▶ **Work request**
The records, repeated exactly and in full, are the expected answer.

>>>

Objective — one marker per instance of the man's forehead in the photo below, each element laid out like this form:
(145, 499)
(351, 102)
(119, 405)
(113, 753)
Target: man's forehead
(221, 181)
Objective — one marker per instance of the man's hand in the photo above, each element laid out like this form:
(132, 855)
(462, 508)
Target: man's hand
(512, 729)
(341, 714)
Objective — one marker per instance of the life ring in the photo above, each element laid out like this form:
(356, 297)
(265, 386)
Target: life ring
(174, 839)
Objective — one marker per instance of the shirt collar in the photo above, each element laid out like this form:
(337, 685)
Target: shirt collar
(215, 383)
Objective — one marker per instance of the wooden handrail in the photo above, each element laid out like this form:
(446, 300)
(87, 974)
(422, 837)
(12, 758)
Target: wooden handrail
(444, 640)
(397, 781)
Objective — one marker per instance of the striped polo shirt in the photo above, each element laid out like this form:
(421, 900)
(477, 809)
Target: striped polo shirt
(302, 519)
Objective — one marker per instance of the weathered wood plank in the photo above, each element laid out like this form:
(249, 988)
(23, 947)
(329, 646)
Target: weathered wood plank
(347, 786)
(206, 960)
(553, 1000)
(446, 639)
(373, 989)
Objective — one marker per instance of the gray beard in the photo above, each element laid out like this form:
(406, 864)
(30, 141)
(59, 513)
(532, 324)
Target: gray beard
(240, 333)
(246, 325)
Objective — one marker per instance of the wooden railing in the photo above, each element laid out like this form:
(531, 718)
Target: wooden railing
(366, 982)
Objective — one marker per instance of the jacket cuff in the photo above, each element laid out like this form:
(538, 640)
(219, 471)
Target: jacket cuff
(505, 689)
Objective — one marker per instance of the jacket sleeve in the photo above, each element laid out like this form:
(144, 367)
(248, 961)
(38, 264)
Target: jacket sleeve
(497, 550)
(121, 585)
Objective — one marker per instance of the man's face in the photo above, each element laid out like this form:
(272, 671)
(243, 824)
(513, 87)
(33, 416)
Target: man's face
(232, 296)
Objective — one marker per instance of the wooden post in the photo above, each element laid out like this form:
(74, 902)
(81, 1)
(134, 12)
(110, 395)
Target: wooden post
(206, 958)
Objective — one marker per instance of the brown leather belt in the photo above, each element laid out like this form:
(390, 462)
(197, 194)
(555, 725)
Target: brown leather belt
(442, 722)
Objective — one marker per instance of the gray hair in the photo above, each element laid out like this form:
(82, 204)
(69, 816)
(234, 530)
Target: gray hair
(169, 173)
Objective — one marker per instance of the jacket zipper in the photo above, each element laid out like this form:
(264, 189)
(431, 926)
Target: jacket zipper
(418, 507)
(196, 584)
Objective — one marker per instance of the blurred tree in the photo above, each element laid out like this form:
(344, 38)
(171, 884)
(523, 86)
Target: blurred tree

<<<

▶ **Response to this task**
Objective — one marker per instance of the man's forehead in the photo below, each element laid out like this form:
(145, 499)
(351, 102)
(119, 405)
(113, 753)
Target: man's forehead
(221, 181)
Objective — one marker per instance of the man's hand in the photo above, each element laid out like this form:
(132, 855)
(462, 508)
Target: man's hand
(512, 729)
(341, 714)
Objective — one marker per instance of the life ring in the photo above, each element laid out like this form:
(356, 297)
(265, 386)
Target: life ring
(174, 839)
Objective — one marker per instance of the shirt collar in the photo above, each element laid out like this form:
(337, 685)
Target: shirt collar
(215, 383)
Objective — one marker per instance of the wooden handrail in the photo above, each element laid out like this form:
(446, 300)
(87, 974)
(422, 837)
(12, 758)
Target: wooden handrail
(444, 640)
(397, 781)
Objective — one marker per instance of the striped polo shirt in the photo above, each element laid out like this form:
(421, 900)
(477, 809)
Target: striped polo shirt
(302, 519)
Objective — one marker per instance of the weathered wood plank in the photo above, each element laid out like this form:
(249, 988)
(23, 947)
(329, 646)
Target: weathered wood plank
(347, 786)
(206, 960)
(553, 1000)
(446, 639)
(373, 989)
Objective — one marker per instance of the gray beard in the photo above, each element laid out like this form:
(406, 864)
(30, 141)
(59, 513)
(532, 324)
Target: gray beard
(240, 333)
(246, 325)
Objective — one marker per instance of the wooden railing in the photo above, each element laid out like this form:
(531, 718)
Target: wooden railing
(366, 982)
Objective — one marker per instance of the jacket cuff in the photo above, each element laid out like this form:
(538, 640)
(219, 471)
Target: jacket cuff
(505, 689)
Objective — one marker per instance of the jacket sleeve in the photo above, each element laid out like this form:
(144, 367)
(248, 961)
(38, 264)
Target: jacket sleeve
(497, 550)
(121, 585)
Objective — one marker per instance of the man's face in the photo above, each element laid out like this form:
(272, 671)
(243, 824)
(513, 87)
(33, 416)
Target: man's face
(232, 296)
Objective — one marker per instance of the wooden post in the photo above, each element laid out like this form:
(74, 902)
(81, 1)
(134, 12)
(110, 395)
Target: wooden post
(206, 958)
Objective — one marker per instance of the brown leather belt in the photo above, each element laid out like this form:
(390, 462)
(197, 194)
(555, 725)
Target: brown leather belt
(442, 722)
Objective — one marker per instance of the gray hair in the photo above, each element laid out like this form:
(82, 204)
(69, 816)
(234, 530)
Target: gray hair
(169, 173)
Objective — one marker per instance of the jacket zipper in the photo above, each element laid out like this form:
(264, 189)
(431, 926)
Target: jacket zipper
(418, 507)
(196, 584)
Objective — one marker per instance of the blurred tree in the photo above, each element laid out like this form:
(344, 38)
(171, 884)
(523, 86)
Target: blurred tree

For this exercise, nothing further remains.